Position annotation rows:
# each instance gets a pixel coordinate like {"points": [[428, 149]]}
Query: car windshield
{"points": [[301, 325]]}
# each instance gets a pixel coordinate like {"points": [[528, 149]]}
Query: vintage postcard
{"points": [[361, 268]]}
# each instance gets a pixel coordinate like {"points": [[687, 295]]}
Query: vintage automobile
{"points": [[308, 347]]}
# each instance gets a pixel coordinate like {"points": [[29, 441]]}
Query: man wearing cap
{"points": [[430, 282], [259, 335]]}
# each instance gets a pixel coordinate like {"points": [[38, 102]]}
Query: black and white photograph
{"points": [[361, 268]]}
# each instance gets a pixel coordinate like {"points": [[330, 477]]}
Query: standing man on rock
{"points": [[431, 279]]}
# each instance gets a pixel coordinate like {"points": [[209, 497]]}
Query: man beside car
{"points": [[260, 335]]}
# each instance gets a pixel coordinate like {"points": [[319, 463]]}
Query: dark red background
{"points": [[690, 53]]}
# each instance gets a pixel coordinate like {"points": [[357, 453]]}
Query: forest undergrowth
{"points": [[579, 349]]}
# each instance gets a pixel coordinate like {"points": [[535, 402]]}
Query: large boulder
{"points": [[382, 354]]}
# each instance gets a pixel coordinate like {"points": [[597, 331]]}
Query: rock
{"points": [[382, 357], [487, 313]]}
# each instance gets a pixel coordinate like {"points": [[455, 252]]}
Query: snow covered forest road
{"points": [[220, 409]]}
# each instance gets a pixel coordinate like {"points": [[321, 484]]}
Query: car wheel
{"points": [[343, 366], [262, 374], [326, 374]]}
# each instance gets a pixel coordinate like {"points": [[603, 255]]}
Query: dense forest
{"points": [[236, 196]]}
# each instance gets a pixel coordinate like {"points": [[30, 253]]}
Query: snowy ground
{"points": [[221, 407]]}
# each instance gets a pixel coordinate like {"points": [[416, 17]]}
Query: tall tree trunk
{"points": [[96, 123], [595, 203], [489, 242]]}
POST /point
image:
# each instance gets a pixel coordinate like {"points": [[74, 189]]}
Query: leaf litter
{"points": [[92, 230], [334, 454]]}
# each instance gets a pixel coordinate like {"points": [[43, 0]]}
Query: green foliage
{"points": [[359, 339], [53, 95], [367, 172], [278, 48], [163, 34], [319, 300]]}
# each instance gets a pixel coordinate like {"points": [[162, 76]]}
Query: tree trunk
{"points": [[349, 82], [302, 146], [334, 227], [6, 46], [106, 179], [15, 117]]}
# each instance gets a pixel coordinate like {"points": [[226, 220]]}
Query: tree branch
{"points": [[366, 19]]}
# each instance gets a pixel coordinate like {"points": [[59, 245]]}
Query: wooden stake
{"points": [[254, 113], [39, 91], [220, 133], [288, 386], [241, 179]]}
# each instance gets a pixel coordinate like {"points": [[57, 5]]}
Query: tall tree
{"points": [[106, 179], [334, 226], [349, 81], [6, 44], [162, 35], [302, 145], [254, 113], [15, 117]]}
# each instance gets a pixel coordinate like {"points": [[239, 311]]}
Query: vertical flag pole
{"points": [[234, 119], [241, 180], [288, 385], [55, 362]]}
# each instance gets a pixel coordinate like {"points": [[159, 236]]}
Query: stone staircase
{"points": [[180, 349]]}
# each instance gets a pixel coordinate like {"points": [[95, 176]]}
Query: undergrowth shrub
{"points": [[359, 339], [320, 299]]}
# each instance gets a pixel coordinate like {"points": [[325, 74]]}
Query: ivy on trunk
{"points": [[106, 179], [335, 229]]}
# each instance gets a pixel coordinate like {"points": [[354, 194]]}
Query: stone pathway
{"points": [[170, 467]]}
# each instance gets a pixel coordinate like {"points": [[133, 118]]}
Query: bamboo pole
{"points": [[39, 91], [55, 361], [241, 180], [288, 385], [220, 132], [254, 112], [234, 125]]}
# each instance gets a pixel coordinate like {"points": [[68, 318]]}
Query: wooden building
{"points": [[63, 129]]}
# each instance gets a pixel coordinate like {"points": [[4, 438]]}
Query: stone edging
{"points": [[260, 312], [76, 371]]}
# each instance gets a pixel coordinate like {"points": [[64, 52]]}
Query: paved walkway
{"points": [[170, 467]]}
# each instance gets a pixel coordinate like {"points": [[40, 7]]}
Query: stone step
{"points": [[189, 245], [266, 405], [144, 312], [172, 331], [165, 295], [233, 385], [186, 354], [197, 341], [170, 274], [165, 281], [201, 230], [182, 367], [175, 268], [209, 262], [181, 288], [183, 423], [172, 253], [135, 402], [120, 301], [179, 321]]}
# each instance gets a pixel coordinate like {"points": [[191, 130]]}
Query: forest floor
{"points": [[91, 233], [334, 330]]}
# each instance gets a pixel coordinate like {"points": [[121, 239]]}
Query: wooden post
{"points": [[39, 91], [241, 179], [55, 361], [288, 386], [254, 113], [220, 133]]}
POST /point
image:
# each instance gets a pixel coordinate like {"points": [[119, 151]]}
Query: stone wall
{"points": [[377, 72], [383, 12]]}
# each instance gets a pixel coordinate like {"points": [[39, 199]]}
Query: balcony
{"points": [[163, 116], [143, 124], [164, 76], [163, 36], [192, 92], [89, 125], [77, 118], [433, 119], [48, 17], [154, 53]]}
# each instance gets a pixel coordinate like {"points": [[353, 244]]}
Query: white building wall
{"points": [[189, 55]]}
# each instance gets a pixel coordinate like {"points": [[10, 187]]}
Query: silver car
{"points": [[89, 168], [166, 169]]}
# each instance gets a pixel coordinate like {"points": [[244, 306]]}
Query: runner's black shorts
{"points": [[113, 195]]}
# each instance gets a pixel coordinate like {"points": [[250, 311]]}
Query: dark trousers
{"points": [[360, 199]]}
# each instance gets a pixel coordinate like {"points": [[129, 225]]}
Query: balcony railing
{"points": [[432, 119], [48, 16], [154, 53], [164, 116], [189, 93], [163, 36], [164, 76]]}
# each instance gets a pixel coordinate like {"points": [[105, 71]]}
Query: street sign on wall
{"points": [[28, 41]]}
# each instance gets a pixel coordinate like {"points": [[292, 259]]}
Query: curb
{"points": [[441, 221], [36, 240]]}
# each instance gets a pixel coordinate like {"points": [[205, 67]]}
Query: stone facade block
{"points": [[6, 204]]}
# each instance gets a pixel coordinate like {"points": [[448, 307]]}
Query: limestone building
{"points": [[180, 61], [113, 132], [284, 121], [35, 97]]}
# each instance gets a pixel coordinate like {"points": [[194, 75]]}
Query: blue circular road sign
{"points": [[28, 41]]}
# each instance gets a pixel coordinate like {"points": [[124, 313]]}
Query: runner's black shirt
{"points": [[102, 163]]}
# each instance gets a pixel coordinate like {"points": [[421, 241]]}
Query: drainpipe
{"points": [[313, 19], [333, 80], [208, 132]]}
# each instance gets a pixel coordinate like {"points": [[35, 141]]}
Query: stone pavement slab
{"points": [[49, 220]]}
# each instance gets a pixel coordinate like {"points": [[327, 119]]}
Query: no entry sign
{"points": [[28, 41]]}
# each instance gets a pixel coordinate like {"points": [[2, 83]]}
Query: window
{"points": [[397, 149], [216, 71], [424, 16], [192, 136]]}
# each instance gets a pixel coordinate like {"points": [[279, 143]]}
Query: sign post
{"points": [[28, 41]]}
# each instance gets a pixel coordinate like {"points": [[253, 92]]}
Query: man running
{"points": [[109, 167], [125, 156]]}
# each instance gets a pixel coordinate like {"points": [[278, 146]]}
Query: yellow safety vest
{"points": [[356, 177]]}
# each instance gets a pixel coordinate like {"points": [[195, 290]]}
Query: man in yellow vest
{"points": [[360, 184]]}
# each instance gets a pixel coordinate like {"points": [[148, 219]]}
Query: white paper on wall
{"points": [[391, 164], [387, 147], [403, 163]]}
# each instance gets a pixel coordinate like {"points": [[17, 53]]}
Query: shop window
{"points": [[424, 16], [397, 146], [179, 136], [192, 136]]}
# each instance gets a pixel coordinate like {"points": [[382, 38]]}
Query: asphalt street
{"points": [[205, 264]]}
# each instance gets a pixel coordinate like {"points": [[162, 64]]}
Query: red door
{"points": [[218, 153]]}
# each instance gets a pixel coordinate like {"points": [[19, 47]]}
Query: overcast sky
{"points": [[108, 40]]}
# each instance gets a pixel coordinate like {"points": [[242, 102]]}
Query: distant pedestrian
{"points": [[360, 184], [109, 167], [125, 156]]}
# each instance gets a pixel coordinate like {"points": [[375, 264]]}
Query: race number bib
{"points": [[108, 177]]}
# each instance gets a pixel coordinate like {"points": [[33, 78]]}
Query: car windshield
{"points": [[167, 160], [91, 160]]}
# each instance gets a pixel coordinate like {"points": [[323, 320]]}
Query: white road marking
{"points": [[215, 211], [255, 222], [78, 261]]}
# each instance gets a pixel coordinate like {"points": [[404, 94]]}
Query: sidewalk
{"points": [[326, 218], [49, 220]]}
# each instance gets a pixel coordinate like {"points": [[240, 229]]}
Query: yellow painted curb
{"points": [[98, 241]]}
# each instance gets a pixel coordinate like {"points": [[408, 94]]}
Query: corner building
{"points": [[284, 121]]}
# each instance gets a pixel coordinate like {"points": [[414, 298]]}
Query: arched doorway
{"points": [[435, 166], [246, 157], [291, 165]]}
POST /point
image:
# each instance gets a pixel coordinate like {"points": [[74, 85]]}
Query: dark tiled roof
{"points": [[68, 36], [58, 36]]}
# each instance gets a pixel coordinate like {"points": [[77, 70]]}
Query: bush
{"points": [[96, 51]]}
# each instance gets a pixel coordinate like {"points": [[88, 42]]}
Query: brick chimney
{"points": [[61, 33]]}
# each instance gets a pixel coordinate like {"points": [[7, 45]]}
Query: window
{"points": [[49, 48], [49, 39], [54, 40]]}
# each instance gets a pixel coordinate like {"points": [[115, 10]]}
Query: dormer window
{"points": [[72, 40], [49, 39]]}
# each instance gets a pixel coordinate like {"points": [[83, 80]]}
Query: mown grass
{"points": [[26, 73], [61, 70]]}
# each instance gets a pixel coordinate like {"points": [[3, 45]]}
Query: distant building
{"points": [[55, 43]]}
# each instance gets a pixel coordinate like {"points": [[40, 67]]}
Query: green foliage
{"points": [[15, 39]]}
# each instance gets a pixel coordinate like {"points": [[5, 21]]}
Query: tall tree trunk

_Written request_.
Count the lines in the rows above that contain the string "undergrowth", matching case exactly. Reply with the number alone.

_Answer in full_.
2